▶ DATA TO EXAMINE:
=== Begin Enclosure ===

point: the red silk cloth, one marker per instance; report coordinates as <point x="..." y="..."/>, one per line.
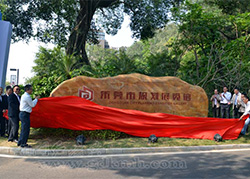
<point x="5" y="115"/>
<point x="76" y="113"/>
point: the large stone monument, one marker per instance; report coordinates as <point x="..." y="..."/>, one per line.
<point x="139" y="92"/>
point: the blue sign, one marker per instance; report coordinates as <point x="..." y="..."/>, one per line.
<point x="5" y="39"/>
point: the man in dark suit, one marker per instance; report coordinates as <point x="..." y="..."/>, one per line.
<point x="2" y="110"/>
<point x="8" y="92"/>
<point x="13" y="113"/>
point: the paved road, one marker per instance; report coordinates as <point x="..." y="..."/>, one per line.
<point x="223" y="164"/>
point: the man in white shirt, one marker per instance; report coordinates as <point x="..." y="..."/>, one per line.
<point x="26" y="106"/>
<point x="225" y="103"/>
<point x="215" y="99"/>
<point x="237" y="104"/>
<point x="247" y="112"/>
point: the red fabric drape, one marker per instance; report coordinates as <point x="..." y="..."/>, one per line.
<point x="79" y="114"/>
<point x="6" y="114"/>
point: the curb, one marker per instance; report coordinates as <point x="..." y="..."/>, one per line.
<point x="104" y="151"/>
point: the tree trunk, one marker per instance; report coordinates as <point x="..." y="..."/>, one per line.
<point x="78" y="37"/>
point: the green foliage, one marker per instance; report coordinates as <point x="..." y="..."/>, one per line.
<point x="71" y="23"/>
<point x="52" y="68"/>
<point x="90" y="135"/>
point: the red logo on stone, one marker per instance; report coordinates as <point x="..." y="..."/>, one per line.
<point x="86" y="93"/>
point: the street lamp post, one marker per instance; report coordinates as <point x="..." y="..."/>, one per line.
<point x="17" y="71"/>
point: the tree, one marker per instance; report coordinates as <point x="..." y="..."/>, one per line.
<point x="215" y="47"/>
<point x="70" y="23"/>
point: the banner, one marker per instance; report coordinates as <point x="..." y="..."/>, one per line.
<point x="5" y="39"/>
<point x="76" y="113"/>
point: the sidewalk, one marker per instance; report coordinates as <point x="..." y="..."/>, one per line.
<point x="110" y="151"/>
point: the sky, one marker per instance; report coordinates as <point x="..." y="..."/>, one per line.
<point x="22" y="55"/>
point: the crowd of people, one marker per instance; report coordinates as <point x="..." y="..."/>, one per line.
<point x="222" y="103"/>
<point x="18" y="109"/>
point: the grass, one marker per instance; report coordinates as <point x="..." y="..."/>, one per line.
<point x="43" y="140"/>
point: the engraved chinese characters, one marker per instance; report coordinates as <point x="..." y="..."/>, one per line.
<point x="135" y="91"/>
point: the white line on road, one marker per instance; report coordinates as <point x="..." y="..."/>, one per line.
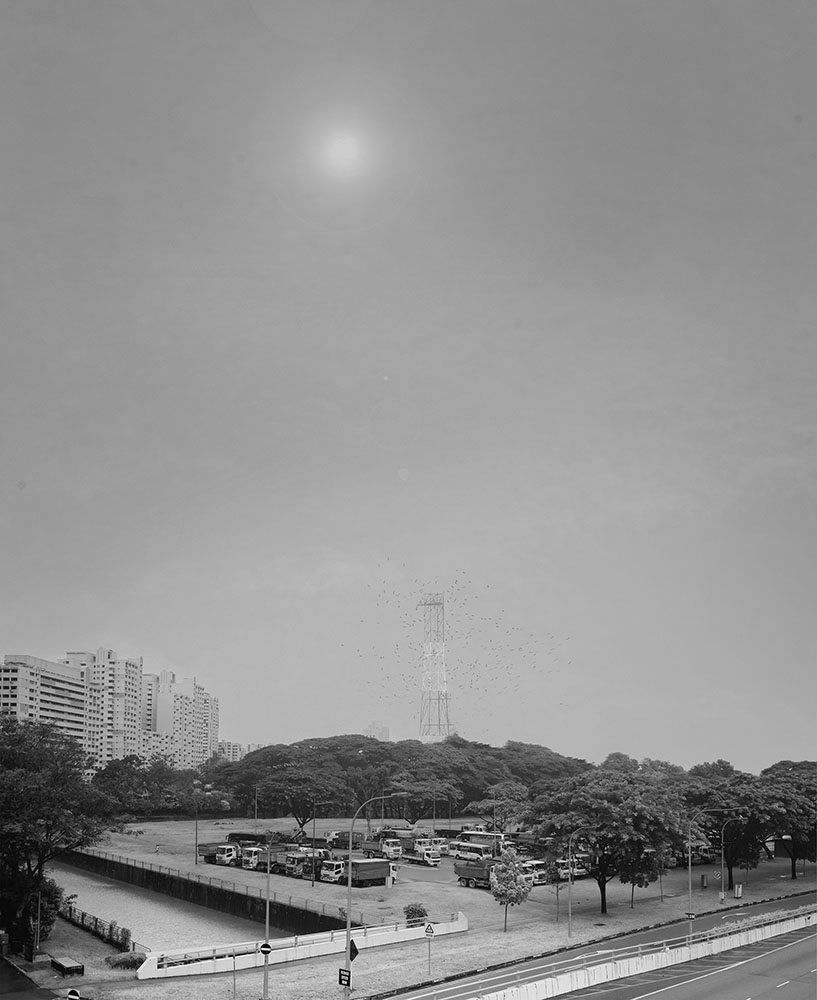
<point x="717" y="972"/>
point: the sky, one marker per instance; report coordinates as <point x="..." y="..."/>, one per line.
<point x="310" y="309"/>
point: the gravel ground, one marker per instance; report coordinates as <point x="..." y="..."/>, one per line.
<point x="533" y="929"/>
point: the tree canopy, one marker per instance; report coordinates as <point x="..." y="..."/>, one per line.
<point x="46" y="808"/>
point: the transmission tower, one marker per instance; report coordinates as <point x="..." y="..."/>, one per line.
<point x="434" y="721"/>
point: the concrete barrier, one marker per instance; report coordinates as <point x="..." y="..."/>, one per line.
<point x="225" y="958"/>
<point x="666" y="954"/>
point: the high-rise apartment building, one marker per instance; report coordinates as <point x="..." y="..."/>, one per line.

=== End Enclosure ===

Verbatim reproduction of every entry is needed, with the images left out.

point: the red silk cloth, one marker per instance; report coordinates as <point x="..." y="..."/>, one per line.
<point x="5" y="115"/>
<point x="76" y="113"/>
point: the large stone monument, one marker per instance; report coordinates as <point x="..." y="..."/>, one per line.
<point x="139" y="92"/>
point: the blue sign, one marker per instance; report coordinates as <point x="..." y="..."/>, one per line.
<point x="5" y="39"/>
point: the man in dark suit, one marker per instance; report coordinates as <point x="..." y="..."/>, one per line.
<point x="2" y="110"/>
<point x="8" y="92"/>
<point x="13" y="113"/>
point: the paved road, one marker per instance; report coordinates as <point x="..." y="..."/>, one per line.
<point x="223" y="164"/>
point: the man in white shirt, one marker per instance; report coordinates as <point x="..." y="..."/>, one per line.
<point x="26" y="106"/>
<point x="225" y="103"/>
<point x="215" y="99"/>
<point x="237" y="104"/>
<point x="247" y="112"/>
point: the red fabric drape, one marker per instance; report coordinates as <point x="..." y="..."/>, one per line.
<point x="79" y="114"/>
<point x="6" y="114"/>
point: the curb, one marker per instance; report coordinates as <point x="..." y="..."/>, one per line.
<point x="104" y="151"/>
point: the tree trunk, one marker per instance; report coordinates as <point x="..." y="..."/>, one per line.
<point x="78" y="37"/>
point: the green foliage, one marker per instance; report coordinates as <point x="..." y="..."/>, one per line.
<point x="71" y="23"/>
<point x="52" y="68"/>
<point x="90" y="135"/>
point: the red logo on stone, one marker per instance; report coordinates as <point x="..." y="..."/>, one per line.
<point x="86" y="93"/>
point: the street lamp post, one marker per instance; report coordinates as <point x="..." y="..."/>, one per line.
<point x="17" y="71"/>
point: the tree, one marker per instance; report coordinates as <point x="..." y="..."/>, one per line.
<point x="215" y="47"/>
<point x="70" y="23"/>
point: the banner, one marker per instance; report coordinates as <point x="..." y="..."/>, one per line.
<point x="5" y="39"/>
<point x="76" y="113"/>
point: the sidewalk, one marker per instance; report coordinates as <point x="..." y="..."/>, one per line.
<point x="110" y="151"/>
point: the sky, one marker per instance; report coordinates as <point x="..." y="..."/>, one per line.
<point x="22" y="55"/>
point: the crowd of people, one marker per instance; report coordinates as <point x="..." y="..."/>, one per line.
<point x="222" y="103"/>
<point x="18" y="109"/>
point: the grass, one marker per instance; report coordinates as <point x="..." y="..."/>, one per line.
<point x="43" y="140"/>
point: the engraved chinese characters, one marker per instance; report coordinates as <point x="..." y="..."/>, one per line.
<point x="135" y="91"/>
point: the white line on road, one marker per instance; report coordinates as <point x="..." y="..."/>, one per line.
<point x="717" y="972"/>
point: the sky, one marker per instance; report coordinates as <point x="..." y="..."/>, one per line.
<point x="310" y="309"/>
point: the gravel ground, one marker per instance; report coordinates as <point x="..." y="..."/>, one per line.
<point x="533" y="929"/>
point: the tree canopy, one marker per instance; report coordinates as <point x="..." y="..."/>, one per line.
<point x="46" y="808"/>
point: the transmission tower, one marker per instance; report coordinates as <point x="..." y="..."/>, one per line.
<point x="434" y="721"/>
point: the concrete barrier, one marker per instance; report coordinates as <point x="..." y="..."/>, one per line.
<point x="225" y="958"/>
<point x="666" y="954"/>
point: the high-rise apartment building, one marker per instance; report coordinates as <point x="..." y="..."/>, one per line.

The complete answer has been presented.